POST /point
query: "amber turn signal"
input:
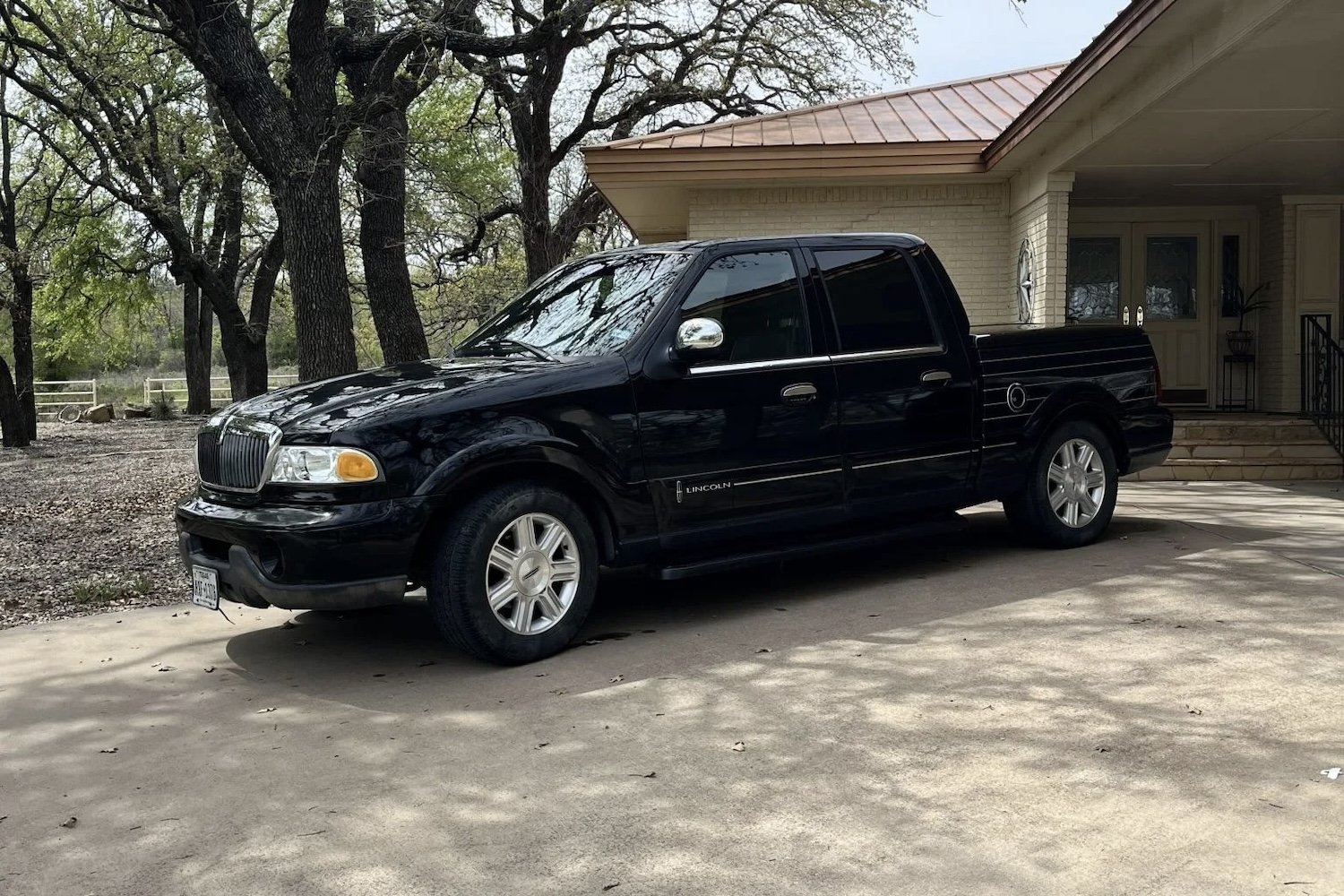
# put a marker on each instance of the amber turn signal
(355, 466)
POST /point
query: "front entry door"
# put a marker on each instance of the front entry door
(746, 444)
(1150, 276)
(1169, 290)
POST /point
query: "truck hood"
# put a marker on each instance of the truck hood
(339, 402)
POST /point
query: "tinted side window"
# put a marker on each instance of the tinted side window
(757, 298)
(875, 298)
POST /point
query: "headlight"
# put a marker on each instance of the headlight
(323, 465)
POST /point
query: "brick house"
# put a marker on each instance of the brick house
(1193, 148)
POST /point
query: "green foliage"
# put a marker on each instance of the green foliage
(163, 408)
(89, 312)
(99, 592)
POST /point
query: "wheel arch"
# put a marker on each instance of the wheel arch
(546, 465)
(1083, 402)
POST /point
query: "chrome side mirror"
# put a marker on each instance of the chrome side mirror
(698, 335)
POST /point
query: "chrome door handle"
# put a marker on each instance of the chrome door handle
(798, 394)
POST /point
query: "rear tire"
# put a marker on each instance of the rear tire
(515, 573)
(1070, 492)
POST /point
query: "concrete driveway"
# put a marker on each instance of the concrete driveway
(1150, 715)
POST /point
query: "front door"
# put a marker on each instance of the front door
(1174, 304)
(745, 444)
(1152, 276)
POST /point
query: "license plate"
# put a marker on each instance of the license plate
(204, 587)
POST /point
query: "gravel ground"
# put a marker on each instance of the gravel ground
(86, 519)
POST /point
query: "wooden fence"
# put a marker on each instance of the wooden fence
(53, 395)
(175, 387)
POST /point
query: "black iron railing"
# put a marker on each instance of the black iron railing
(1322, 379)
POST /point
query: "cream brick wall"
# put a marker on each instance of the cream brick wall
(968, 225)
(1045, 223)
(1276, 349)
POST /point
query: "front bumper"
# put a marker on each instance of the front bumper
(330, 557)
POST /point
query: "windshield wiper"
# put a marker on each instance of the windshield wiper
(540, 354)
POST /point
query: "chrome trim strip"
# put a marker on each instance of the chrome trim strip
(890, 352)
(782, 363)
(812, 360)
(1140, 366)
(1082, 351)
(906, 460)
(781, 478)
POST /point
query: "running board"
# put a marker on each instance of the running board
(938, 525)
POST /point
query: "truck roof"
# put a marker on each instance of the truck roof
(701, 245)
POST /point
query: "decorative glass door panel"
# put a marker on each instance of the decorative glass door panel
(1171, 282)
(1094, 280)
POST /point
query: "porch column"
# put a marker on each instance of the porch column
(1039, 246)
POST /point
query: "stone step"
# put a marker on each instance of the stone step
(1246, 433)
(1285, 452)
(1238, 470)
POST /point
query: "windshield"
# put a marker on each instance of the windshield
(590, 306)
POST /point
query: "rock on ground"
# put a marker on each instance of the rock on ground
(86, 519)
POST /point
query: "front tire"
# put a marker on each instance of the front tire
(1070, 492)
(515, 573)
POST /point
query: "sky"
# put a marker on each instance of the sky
(967, 38)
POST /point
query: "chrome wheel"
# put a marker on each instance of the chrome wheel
(532, 573)
(1077, 482)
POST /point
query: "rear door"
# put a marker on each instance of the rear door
(903, 379)
(746, 444)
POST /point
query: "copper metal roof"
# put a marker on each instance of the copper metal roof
(962, 110)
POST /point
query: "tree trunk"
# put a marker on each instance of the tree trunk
(540, 246)
(13, 430)
(382, 239)
(21, 314)
(196, 349)
(308, 207)
(245, 357)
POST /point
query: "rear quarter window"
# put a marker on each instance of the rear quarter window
(875, 300)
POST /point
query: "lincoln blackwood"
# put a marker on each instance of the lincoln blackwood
(685, 408)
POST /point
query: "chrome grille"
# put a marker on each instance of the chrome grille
....................
> **EXERCISE REQUIREMENTS**: Reproduce all of the data exactly, omitting each picture it holds.

> **IN RESPONSE**:
POST /point
query: "amber turn signal"
input:
# put a marker on each instance of the amber turn signal
(355, 466)
POST /point
query: "front entry door"
# put a marker on each instance of the front entry door
(746, 444)
(1150, 276)
(1169, 290)
POST /point
query: "truck hood"
# put a marker on each instance of the truck hood
(339, 402)
POST /point
query: "tinted side window"
# put a marker on each instance of the tinted side window
(757, 298)
(875, 298)
POST /point
query: "headlight"
# put a marker on each instance of the headlight
(323, 465)
POST /point
query: "brick house"
# put a marker on each instance of the brick house
(1193, 148)
POST /point
query: "green foliage"
# put a marker on each instance of the green foliage
(163, 408)
(89, 312)
(99, 592)
POST /point
query: "wheel arch"
# put a marker on each instance of the wheel arch
(546, 465)
(1083, 402)
POST /point
query: "chrome side mirror"
# put a marker on each instance of the chrome side mirror
(698, 335)
POST /point
query: "chrome door handle"
# put a marker on each instance of the chrome door handle
(798, 394)
POST /point
query: "rear tire"
# put a marker on each instance of the rear tire
(515, 573)
(1070, 492)
POST /point
query: "concrete driveway"
# put a marker on each instance of the concrete driveway
(1150, 715)
POST /point
query: "front door"
# put a marker on each instance of the front door
(1174, 304)
(745, 444)
(1152, 276)
POST /point
query: "license plate"
# put a marker on each instance of the license plate
(204, 587)
POST /point
query: "gravel ground"
# put a marker on each instance of the gravel ground
(86, 519)
POST /point
query: "wooden fence"
# put a marker on each instance of the wooden fence
(53, 395)
(175, 387)
POST /point
query: "black iron railing"
# put a marker on each instance of the black iron railing
(1322, 379)
POST /point
query: "cream brick wall"
# put a marker on each instance of the cream brick wall
(968, 225)
(1045, 223)
(1276, 349)
POST /point
query: "front bumper"
# put a marker on each instance of the front bumper
(330, 557)
POST /point
query: "windshield wiper"
# put a marker on each instance of the windshield wiper
(540, 354)
POST /point
query: "chrome trim strip"
# put a marker on each instance of the chrome trim strip
(890, 352)
(782, 363)
(812, 360)
(1140, 366)
(1082, 351)
(906, 460)
(781, 478)
POST /point
query: "running board"
# put a marker on each instance of the running board
(938, 525)
POST /point
query: "truck roof"
# put a marker on each instance of the truck roof
(701, 245)
POST /point
query: "decorative glass door panel"
# put a marker on each instance of the decorative glass door panel
(1171, 282)
(1094, 280)
POST /point
query: "porch column"
# put a marker on each instance of the porch column
(1039, 246)
POST /point
query: "stone step"
# put a marker on each instance of the stone step
(1246, 433)
(1285, 452)
(1238, 470)
POST /point
query: "windshield"
# put a marker on each instance of the windshield
(590, 306)
POST /point
query: "rock on ground"
# put a marker on each instance of the rock on ground
(86, 519)
POST /point
query: "front tire"
# put a marker on each instance of the front tire
(1070, 492)
(515, 573)
POST /point
query: "sky"
# put a marker on each instance of the sky
(967, 38)
POST /point
query: "chrome wheel"
# put a marker on each instance of the chrome wheel
(532, 573)
(1077, 482)
POST /point
query: "rear door"
# put a marker on each instance of the rear door
(903, 379)
(746, 444)
POST /point
query: "copper metal roof"
# put a marker on each instance of the copper metal roof
(962, 110)
POST /point
query: "tree trunk"
# put a marker on each instance of the tree trunk
(540, 246)
(13, 430)
(382, 239)
(21, 314)
(196, 349)
(308, 207)
(245, 357)
POST /point
query: "rear quarter window"
# put a marker on each instance of the rear quarter window
(875, 300)
POST /point
query: "lincoln blackwood"
# put a marker on each instance of the lincoln blackwood
(685, 408)
POST /point
query: "chrome grille"
# put a marker on each instance of the chrome grille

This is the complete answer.